--- Records for this task ---
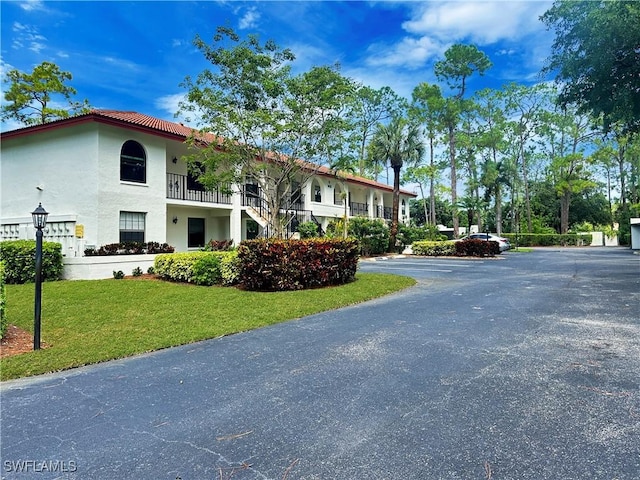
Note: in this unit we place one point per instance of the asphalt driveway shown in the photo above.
(524, 367)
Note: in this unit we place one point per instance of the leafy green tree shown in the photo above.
(423, 175)
(523, 106)
(427, 107)
(265, 118)
(492, 143)
(596, 57)
(460, 63)
(396, 143)
(564, 136)
(32, 96)
(368, 108)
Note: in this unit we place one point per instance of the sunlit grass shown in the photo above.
(86, 322)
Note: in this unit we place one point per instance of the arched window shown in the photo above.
(133, 162)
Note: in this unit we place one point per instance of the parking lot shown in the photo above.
(522, 367)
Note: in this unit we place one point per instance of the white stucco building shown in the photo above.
(112, 176)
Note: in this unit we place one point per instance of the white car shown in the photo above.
(502, 242)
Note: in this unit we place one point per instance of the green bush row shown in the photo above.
(474, 247)
(3, 302)
(434, 248)
(373, 235)
(201, 268)
(129, 248)
(548, 239)
(19, 257)
(276, 265)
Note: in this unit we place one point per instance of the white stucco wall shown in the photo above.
(58, 169)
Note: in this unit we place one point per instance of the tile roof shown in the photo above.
(157, 126)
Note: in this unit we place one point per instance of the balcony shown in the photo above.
(184, 187)
(384, 212)
(359, 209)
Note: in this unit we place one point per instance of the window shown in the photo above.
(132, 226)
(192, 178)
(133, 162)
(196, 232)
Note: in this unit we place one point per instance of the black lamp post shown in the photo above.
(39, 221)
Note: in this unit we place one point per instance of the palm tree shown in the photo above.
(396, 143)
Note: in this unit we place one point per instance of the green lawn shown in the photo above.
(92, 321)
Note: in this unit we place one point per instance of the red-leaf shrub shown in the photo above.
(274, 265)
(474, 247)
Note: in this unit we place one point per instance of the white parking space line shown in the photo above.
(433, 264)
(424, 269)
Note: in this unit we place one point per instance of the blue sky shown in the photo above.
(132, 55)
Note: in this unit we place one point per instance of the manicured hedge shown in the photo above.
(3, 302)
(129, 248)
(19, 257)
(549, 239)
(275, 265)
(474, 247)
(434, 248)
(201, 268)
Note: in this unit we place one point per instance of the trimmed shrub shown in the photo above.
(19, 257)
(277, 265)
(549, 239)
(206, 270)
(308, 230)
(230, 268)
(218, 245)
(434, 249)
(3, 303)
(373, 235)
(474, 247)
(201, 268)
(129, 248)
(409, 234)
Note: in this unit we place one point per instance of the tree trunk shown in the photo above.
(452, 166)
(393, 233)
(565, 202)
(432, 187)
(498, 210)
(525, 180)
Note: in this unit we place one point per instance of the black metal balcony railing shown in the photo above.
(359, 209)
(181, 187)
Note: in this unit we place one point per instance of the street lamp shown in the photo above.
(39, 221)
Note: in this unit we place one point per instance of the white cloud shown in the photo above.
(482, 22)
(31, 5)
(249, 19)
(27, 37)
(408, 53)
(170, 103)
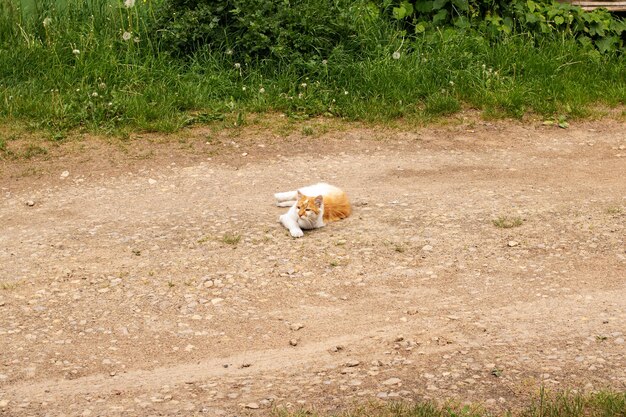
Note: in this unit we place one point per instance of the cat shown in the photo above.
(312, 207)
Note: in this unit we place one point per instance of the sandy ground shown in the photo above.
(140, 283)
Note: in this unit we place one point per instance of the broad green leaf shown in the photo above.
(531, 18)
(606, 44)
(424, 6)
(462, 5)
(408, 7)
(439, 4)
(399, 12)
(440, 17)
(462, 22)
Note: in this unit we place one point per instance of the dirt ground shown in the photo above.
(150, 277)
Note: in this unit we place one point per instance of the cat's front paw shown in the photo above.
(296, 232)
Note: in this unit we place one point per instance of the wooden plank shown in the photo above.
(612, 5)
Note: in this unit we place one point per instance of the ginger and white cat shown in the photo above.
(312, 207)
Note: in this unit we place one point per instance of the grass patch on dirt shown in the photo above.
(605, 404)
(231, 238)
(507, 222)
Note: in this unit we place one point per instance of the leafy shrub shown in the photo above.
(501, 17)
(296, 30)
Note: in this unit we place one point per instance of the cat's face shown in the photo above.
(309, 208)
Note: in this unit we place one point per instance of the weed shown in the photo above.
(399, 248)
(506, 222)
(9, 285)
(33, 150)
(308, 131)
(231, 239)
(203, 239)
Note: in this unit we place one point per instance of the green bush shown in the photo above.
(497, 18)
(251, 30)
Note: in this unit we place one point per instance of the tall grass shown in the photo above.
(602, 404)
(97, 64)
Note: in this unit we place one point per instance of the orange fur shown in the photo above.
(336, 207)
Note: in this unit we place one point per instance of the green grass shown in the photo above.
(113, 84)
(231, 239)
(506, 222)
(603, 404)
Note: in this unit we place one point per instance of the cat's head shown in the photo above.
(309, 208)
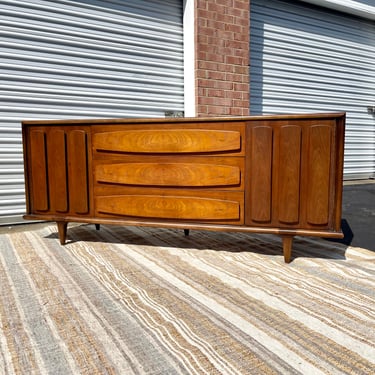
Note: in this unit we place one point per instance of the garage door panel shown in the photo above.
(306, 58)
(80, 59)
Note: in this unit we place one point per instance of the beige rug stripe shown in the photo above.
(65, 321)
(24, 356)
(115, 281)
(162, 258)
(89, 314)
(148, 251)
(298, 282)
(141, 302)
(339, 349)
(312, 323)
(261, 336)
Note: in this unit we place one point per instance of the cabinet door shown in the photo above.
(57, 170)
(292, 174)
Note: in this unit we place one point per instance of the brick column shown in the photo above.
(222, 57)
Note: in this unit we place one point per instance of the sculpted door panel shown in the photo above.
(319, 166)
(38, 170)
(58, 169)
(289, 176)
(290, 169)
(260, 176)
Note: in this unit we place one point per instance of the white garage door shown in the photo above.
(311, 59)
(81, 59)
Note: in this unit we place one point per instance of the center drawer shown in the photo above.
(183, 172)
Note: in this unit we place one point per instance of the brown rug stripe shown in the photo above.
(128, 300)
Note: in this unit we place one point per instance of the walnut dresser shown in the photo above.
(267, 174)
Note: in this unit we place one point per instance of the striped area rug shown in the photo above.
(127, 300)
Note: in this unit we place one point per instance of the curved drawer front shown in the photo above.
(168, 174)
(169, 207)
(168, 141)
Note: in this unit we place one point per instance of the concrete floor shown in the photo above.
(358, 214)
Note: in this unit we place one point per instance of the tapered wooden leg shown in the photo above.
(287, 248)
(62, 227)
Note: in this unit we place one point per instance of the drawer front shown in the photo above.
(184, 206)
(212, 172)
(168, 139)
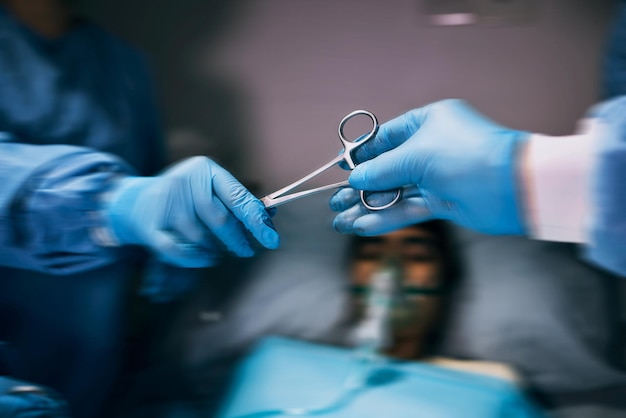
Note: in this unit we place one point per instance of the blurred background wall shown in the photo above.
(261, 85)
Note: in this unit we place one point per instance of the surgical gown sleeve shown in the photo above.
(49, 206)
(607, 240)
(575, 189)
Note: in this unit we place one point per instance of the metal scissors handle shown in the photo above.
(283, 196)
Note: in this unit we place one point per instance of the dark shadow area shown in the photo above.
(204, 112)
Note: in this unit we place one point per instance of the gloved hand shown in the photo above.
(462, 164)
(181, 213)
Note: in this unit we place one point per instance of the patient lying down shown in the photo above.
(421, 266)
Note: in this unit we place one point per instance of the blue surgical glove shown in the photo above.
(188, 214)
(454, 164)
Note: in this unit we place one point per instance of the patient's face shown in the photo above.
(416, 251)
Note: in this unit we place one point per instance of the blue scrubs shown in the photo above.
(61, 294)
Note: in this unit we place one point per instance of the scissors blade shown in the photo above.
(308, 177)
(271, 202)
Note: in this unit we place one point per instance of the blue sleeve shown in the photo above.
(48, 206)
(607, 246)
(614, 64)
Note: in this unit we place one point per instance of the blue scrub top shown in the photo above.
(91, 92)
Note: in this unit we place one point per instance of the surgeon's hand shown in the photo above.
(188, 214)
(454, 164)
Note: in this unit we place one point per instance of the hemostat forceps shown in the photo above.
(283, 196)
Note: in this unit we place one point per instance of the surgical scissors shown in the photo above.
(283, 196)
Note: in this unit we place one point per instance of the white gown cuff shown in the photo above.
(558, 190)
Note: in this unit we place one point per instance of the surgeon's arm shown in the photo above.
(48, 206)
(66, 209)
(574, 186)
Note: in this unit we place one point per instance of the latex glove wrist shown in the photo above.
(121, 227)
(188, 215)
(454, 164)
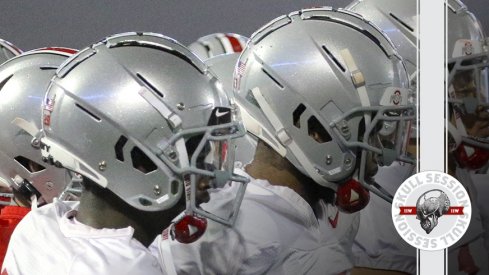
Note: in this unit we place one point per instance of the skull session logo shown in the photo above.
(431, 210)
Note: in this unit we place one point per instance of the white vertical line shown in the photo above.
(431, 96)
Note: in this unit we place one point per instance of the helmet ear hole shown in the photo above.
(141, 162)
(119, 154)
(296, 115)
(317, 131)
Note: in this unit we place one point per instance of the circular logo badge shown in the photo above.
(431, 210)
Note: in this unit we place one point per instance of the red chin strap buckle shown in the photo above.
(475, 161)
(189, 229)
(352, 197)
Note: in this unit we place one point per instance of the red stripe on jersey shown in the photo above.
(235, 44)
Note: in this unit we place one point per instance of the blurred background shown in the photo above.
(33, 24)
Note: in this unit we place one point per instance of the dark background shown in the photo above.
(33, 24)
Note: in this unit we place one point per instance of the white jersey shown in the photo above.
(50, 241)
(377, 244)
(276, 232)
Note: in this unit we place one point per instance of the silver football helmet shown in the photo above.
(398, 19)
(335, 92)
(223, 66)
(464, 33)
(217, 44)
(24, 80)
(8, 50)
(468, 88)
(140, 115)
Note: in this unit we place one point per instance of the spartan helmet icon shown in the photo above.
(430, 206)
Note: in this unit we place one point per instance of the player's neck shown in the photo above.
(101, 212)
(270, 166)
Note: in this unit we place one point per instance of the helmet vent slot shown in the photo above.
(28, 164)
(272, 78)
(141, 162)
(402, 22)
(149, 85)
(297, 115)
(336, 61)
(5, 81)
(88, 112)
(317, 131)
(119, 154)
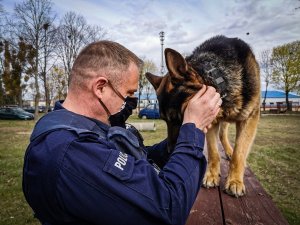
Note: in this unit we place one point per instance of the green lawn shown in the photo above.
(275, 159)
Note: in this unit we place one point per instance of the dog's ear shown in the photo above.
(154, 80)
(176, 64)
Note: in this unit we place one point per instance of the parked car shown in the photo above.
(151, 111)
(43, 108)
(15, 113)
(29, 109)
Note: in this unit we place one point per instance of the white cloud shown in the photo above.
(187, 23)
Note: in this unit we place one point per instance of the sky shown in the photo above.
(187, 23)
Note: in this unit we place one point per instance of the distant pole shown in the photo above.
(45, 27)
(162, 37)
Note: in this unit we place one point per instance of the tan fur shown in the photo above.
(178, 86)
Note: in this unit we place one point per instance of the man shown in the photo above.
(83, 167)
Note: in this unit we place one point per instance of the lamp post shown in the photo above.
(162, 37)
(45, 27)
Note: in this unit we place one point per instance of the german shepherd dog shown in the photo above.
(229, 65)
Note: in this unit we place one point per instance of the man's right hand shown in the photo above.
(203, 108)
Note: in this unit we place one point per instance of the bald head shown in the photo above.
(103, 58)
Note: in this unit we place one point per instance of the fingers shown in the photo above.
(200, 92)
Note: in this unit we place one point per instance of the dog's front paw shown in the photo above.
(211, 179)
(235, 187)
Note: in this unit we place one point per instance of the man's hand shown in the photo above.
(203, 108)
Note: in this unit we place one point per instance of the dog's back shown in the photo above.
(235, 65)
(229, 65)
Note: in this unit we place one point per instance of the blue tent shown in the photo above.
(278, 94)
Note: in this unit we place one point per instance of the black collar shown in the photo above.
(215, 77)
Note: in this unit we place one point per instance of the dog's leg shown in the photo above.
(212, 175)
(245, 133)
(223, 134)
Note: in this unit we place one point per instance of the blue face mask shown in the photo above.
(119, 118)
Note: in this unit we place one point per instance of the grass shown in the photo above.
(275, 159)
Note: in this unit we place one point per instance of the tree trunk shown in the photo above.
(36, 83)
(264, 101)
(288, 106)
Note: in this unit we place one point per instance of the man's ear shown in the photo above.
(98, 86)
(176, 64)
(154, 80)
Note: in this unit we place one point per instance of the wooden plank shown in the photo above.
(214, 206)
(256, 207)
(207, 208)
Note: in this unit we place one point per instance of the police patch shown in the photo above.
(119, 164)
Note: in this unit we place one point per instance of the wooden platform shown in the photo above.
(214, 206)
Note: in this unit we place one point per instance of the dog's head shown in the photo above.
(174, 90)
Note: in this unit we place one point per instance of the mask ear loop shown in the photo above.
(105, 108)
(116, 91)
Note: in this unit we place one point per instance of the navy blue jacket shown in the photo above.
(81, 178)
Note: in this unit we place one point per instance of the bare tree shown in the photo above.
(144, 84)
(286, 68)
(266, 67)
(73, 34)
(57, 83)
(29, 19)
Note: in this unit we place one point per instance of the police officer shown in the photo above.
(83, 167)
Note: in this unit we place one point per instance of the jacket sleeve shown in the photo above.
(105, 186)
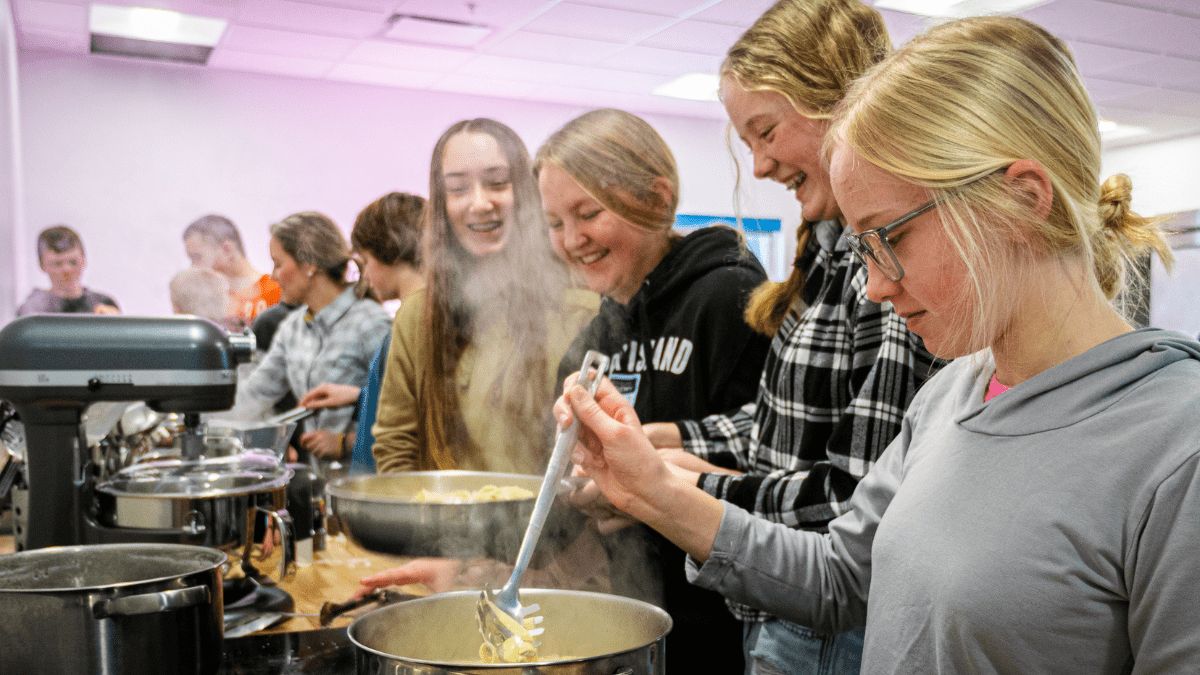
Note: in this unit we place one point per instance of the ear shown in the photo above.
(1032, 183)
(665, 192)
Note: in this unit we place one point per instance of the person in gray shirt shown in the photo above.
(1038, 512)
(60, 256)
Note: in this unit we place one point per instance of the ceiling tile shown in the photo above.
(1168, 72)
(384, 76)
(677, 9)
(735, 12)
(553, 48)
(312, 18)
(497, 13)
(619, 81)
(1104, 90)
(1099, 60)
(520, 70)
(663, 61)
(598, 23)
(286, 43)
(295, 66)
(483, 85)
(702, 37)
(51, 16)
(408, 57)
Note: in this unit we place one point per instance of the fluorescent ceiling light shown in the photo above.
(957, 7)
(432, 30)
(1114, 131)
(155, 25)
(694, 87)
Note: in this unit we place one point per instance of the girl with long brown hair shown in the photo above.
(471, 371)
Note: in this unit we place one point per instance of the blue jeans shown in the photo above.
(780, 647)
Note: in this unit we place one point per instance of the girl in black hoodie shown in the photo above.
(670, 318)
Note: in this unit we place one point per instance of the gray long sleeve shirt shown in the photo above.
(1050, 530)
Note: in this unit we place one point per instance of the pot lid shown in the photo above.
(217, 477)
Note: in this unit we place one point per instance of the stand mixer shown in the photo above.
(54, 366)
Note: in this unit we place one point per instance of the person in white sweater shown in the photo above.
(1037, 512)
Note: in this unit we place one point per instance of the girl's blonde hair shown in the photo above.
(312, 238)
(515, 288)
(617, 157)
(957, 106)
(809, 52)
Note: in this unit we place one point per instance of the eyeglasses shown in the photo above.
(874, 243)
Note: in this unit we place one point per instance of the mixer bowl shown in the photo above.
(379, 513)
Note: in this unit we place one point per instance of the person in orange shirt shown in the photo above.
---
Aim of the exercise: Beginning at the line that holds "sweater shown in the photo above.", write out word for word each line through the end of the records.

Complete output:
Note: in this unit we place one point per instance of the person in white sweater shown in the photo above.
(1037, 512)
Note: in this unit we place one point per instance of the girl's blonde hair shown in the photo above.
(312, 238)
(515, 288)
(617, 157)
(957, 106)
(809, 52)
Note: in this unit we place one point per instance of the eyeglasses shown in the photo above.
(874, 243)
Note: in this unit we place one point per instance of the mixer bowl shown in the photo above.
(379, 513)
Note: in this unit we place one point per instance of the person in orange shirt shown in the photo above.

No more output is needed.